WHAT IS NEEDED>
The whole of the data, every line, should come back exactly the same.

(Dataset entries)
=== Begin Enclosure ===

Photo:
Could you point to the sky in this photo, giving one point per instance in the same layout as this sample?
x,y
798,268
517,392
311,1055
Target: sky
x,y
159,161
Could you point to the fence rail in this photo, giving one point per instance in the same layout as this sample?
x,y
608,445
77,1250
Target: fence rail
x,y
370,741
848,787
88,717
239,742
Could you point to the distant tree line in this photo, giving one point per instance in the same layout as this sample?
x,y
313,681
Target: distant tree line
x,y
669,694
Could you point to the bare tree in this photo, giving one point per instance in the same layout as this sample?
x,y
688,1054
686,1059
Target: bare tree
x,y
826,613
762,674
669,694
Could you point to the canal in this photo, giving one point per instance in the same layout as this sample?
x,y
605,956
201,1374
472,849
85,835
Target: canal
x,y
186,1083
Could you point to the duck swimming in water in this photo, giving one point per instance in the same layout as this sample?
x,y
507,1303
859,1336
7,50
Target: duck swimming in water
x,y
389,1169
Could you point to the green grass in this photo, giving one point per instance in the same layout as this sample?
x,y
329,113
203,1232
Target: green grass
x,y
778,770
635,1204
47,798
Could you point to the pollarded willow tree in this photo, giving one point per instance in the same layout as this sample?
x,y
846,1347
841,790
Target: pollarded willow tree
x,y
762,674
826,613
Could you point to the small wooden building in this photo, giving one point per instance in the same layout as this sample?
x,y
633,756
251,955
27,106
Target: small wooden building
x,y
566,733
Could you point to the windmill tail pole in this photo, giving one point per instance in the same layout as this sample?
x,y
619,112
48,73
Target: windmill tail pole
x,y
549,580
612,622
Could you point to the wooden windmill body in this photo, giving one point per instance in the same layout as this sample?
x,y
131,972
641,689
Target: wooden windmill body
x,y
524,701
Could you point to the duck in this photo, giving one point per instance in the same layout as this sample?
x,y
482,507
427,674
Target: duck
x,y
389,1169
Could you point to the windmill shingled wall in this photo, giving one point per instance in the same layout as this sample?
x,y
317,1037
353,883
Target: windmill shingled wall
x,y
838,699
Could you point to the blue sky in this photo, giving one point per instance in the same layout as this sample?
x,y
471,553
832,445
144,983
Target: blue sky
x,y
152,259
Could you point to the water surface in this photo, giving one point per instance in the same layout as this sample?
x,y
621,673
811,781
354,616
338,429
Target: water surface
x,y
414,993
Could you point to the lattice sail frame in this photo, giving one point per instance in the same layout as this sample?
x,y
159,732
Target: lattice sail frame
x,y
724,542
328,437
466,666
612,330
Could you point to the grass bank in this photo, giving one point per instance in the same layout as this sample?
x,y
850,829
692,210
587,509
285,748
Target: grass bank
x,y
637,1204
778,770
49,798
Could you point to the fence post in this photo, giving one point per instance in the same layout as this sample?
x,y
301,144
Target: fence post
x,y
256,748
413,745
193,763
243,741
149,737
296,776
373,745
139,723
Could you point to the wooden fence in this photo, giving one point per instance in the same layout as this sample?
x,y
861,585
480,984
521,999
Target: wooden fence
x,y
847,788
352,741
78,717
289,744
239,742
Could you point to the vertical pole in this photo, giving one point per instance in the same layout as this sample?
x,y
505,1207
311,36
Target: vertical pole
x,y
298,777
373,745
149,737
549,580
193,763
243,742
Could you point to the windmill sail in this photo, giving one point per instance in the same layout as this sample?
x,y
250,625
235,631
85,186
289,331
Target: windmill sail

=== End Enclosure ===

ANSWER TO THIS PROBLEM>
Photo:
Could you point to the sky in this photo, giving one point per instance in the same layout as this sample?
x,y
798,268
517,392
311,1055
Target: sky
x,y
159,161
Could you point to the fence rail in this photo, giving one point per instance in the same layout as this sample?
x,y
608,445
77,1250
Target: fence rail
x,y
370,741
848,787
88,717
239,742
Could you point to the distant tree line in this photo, giving one point per instance in the same layout as this sample?
x,y
313,681
Target: distant tree line
x,y
669,694
Could you point to the bare tree in this photo, giving one point per instance in the same layout as this sample?
x,y
688,1054
686,1059
Target: bare tree
x,y
826,613
762,674
669,694
Could you point to the canal in this photo, giving one point per instance in the same layout as this sample?
x,y
605,956
201,1374
472,849
85,835
Target: canal
x,y
186,1083
Could you point to the duck swimming in water in this photo, giving one point per instance in the same layout as this sample?
x,y
507,1303
859,1336
7,50
Target: duck swimming in water
x,y
389,1169
Could you point to the green grass in this photo, giving one point per instance in the same layout as this sample?
x,y
329,113
203,1232
Target: green grass
x,y
778,770
635,1204
47,798
Could you point to the pollarded willow tree in this photo, giving one point per instance in the same layout as this sample?
x,y
846,1347
841,790
Target: pollarded willow tree
x,y
762,674
826,613
Could you point to the small wooden building in this photo, giving one point per instance in the same layout as this sample?
x,y
633,756
251,955
27,106
Target: small wooden building
x,y
566,733
Could you point to the windmill tail pole in this photo, giving one point per instance in the same layout as this sample?
x,y
619,112
48,73
Target: windmill tail pole
x,y
549,580
612,622
Could you point to the wooden windmill body in this photo, giving one point per instance in the same layout as this sample?
x,y
131,972
641,689
Target: wooden windmill body
x,y
524,701
Could you point to the duck in this photo, giving one point per instance in the same layout as this sample?
x,y
482,507
427,674
Target: duck
x,y
389,1169
Could you point to the windmill shingled wall in this photo, giving one point per instance in the same layout as this sample?
x,y
317,1037
353,883
Target: windmill shingled wall
x,y
838,699
Could you point to the blue sky in this photo, giving one point per instance in the same layout as this sample?
x,y
471,553
832,445
144,983
Target: blue sky
x,y
152,259
Could you point to the water surface in this photo, giving one point per instance in the same layout as this sample?
x,y
621,673
811,781
354,616
338,429
Target: water surface
x,y
414,993
Could you point to the lattice sail frame in this photo, giving one point per instance in the same layout as this sample?
x,y
159,732
Target: lattice sail frame
x,y
724,542
328,437
466,666
612,330
Could you point to the grass bank in this photo, giving one point per instance in the same layout as this sample?
x,y
850,829
692,210
587,509
285,748
Target: grass bank
x,y
637,1204
778,770
49,798
Could you point to the fence post in this photo, giving one point per instance in the same layout as this sample?
x,y
301,144
Target: fence post
x,y
256,748
413,745
193,763
243,741
149,737
296,776
373,745
139,723
Could you point to the wooden fence in this photo, giving one point per instance in the same layout as this sample?
x,y
861,585
480,984
521,999
Target: wooden fence
x,y
847,788
352,741
78,717
289,744
239,742
Could you point to the vertical pole in this photo, giving one point per instance in the same layout as this sample?
x,y
505,1207
311,36
Target: vertical pole
x,y
298,777
373,745
149,737
549,580
193,763
243,742
Could you point to the windmill sail in this photo, giving one point per instance in the same layout as this sample?
x,y
250,625
235,631
85,186
289,331
Target: windmill sail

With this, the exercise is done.